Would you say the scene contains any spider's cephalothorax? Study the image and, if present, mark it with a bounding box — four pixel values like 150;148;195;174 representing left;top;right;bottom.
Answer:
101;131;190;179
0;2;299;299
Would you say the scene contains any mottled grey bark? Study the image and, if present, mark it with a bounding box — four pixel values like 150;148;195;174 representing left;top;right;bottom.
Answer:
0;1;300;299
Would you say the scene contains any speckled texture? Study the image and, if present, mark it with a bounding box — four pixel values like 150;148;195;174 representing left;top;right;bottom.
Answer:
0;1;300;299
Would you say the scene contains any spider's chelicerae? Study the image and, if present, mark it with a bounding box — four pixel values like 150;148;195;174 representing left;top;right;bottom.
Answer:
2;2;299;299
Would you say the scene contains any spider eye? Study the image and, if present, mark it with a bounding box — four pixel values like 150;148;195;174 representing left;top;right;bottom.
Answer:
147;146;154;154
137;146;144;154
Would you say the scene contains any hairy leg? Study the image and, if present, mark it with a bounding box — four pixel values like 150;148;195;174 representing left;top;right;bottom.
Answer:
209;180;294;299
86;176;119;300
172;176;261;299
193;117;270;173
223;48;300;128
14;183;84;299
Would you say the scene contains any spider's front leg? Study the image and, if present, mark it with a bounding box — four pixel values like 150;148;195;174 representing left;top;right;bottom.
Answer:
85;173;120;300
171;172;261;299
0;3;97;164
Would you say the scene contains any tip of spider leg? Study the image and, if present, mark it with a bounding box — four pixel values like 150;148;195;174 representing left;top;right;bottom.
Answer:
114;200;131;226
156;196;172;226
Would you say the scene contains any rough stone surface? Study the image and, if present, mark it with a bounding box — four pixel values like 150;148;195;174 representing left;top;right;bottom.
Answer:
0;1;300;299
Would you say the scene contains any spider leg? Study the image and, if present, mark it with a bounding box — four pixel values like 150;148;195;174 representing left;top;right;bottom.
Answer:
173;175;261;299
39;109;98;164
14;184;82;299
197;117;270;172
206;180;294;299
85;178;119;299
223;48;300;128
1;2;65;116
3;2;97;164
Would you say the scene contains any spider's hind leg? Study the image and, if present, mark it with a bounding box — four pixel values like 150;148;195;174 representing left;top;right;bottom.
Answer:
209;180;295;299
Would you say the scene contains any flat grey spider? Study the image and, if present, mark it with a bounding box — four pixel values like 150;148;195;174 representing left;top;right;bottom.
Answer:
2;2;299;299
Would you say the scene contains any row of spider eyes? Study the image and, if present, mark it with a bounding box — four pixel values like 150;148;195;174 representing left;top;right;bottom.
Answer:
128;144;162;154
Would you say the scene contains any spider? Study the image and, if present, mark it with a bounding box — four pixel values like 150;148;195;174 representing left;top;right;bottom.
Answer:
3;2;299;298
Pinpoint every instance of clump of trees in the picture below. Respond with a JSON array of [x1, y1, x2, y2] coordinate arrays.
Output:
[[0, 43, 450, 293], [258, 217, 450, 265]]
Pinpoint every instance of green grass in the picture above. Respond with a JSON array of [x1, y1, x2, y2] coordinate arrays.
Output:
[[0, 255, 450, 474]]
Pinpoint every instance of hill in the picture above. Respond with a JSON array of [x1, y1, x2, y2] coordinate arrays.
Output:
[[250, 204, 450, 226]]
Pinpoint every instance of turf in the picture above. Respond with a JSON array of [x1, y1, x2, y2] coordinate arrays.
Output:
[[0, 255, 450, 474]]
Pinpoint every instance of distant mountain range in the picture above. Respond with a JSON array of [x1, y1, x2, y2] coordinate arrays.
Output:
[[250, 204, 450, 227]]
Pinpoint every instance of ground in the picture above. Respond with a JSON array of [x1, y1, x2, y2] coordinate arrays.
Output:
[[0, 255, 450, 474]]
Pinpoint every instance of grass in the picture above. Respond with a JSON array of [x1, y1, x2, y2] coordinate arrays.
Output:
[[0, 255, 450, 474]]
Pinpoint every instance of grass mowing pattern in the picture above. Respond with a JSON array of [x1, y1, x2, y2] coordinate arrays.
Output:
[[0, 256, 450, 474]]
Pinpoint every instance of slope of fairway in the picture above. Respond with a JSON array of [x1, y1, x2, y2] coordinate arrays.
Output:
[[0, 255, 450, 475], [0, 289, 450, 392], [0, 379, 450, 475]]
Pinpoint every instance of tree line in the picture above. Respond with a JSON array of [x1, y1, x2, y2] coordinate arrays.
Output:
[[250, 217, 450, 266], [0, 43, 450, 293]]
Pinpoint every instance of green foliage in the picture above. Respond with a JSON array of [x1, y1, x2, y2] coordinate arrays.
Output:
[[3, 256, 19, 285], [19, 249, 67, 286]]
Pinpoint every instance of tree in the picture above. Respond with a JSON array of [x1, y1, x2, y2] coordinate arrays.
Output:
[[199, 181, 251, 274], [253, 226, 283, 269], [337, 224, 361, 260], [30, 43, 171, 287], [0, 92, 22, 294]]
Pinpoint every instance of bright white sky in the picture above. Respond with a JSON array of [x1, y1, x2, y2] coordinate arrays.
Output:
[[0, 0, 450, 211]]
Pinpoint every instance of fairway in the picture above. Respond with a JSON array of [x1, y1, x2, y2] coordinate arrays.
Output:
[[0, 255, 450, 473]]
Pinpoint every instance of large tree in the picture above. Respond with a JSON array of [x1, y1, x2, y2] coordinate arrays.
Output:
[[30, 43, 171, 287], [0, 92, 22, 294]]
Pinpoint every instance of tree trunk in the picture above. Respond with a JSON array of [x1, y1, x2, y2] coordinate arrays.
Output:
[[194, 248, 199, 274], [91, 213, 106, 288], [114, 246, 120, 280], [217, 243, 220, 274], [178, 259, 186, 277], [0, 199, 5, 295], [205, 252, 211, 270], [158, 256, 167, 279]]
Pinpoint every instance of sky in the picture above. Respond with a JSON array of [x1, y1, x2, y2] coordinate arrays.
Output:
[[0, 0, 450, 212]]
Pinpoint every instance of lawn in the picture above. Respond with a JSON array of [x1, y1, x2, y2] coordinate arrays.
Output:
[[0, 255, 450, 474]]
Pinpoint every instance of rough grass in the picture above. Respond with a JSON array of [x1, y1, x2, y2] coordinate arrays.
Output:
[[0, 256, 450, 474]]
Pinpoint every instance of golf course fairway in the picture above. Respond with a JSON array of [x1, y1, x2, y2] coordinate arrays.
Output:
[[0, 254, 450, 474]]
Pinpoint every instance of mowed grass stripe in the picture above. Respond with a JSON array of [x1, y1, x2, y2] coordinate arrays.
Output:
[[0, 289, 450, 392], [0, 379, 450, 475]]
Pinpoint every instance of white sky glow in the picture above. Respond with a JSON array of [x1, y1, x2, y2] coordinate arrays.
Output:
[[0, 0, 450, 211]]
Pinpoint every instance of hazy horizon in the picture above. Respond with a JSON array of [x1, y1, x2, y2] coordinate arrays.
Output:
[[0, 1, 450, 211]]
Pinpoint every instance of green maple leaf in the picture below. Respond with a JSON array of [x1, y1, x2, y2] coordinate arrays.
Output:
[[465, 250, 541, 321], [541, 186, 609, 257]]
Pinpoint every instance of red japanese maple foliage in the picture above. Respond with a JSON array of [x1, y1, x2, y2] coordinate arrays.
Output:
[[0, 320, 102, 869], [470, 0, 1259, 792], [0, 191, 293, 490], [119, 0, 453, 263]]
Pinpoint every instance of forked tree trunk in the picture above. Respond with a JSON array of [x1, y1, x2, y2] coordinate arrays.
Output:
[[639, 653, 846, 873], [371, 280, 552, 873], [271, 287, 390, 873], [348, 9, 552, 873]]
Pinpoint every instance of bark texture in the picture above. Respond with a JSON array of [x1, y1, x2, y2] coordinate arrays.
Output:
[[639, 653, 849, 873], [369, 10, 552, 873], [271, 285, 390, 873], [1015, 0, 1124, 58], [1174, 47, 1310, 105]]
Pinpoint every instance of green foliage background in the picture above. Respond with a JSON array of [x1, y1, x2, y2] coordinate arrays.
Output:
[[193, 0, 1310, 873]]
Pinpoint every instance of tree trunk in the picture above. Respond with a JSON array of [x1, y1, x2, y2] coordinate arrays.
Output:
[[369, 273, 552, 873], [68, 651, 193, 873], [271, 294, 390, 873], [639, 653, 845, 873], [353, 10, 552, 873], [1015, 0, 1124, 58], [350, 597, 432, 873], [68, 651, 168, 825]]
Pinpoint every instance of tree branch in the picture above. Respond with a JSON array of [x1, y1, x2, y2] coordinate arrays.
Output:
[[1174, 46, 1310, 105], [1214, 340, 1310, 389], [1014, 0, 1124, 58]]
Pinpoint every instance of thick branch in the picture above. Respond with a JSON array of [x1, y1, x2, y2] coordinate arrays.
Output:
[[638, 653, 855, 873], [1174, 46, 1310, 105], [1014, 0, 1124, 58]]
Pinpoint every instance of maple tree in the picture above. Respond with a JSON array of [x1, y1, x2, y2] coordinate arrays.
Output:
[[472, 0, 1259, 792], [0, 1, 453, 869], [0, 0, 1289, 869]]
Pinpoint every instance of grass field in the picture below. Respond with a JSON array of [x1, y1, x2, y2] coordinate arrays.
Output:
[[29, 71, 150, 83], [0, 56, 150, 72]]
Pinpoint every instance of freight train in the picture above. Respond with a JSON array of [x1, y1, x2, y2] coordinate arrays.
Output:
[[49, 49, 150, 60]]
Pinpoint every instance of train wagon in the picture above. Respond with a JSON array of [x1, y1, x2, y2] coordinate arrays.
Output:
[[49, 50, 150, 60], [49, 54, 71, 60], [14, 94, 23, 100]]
⁂
**Written exercise**
Gather every line of the entries above that contains the word "maple". Case counts.

**Output**
Pinpoint every instance of green maple leaf in the picture below. Respond with a JSON array of [x1, y1, x2, y2] coordinate arrays.
Pinpoint every instance of red japanese maple foliage in the picture above. Respond with a JSON array of [x1, y1, x2, y2] coordinate arrays.
Pinpoint every instance of maple tree in the picture above. Respond with a JSON array of [x1, y1, x2, y2] coordinate arrays.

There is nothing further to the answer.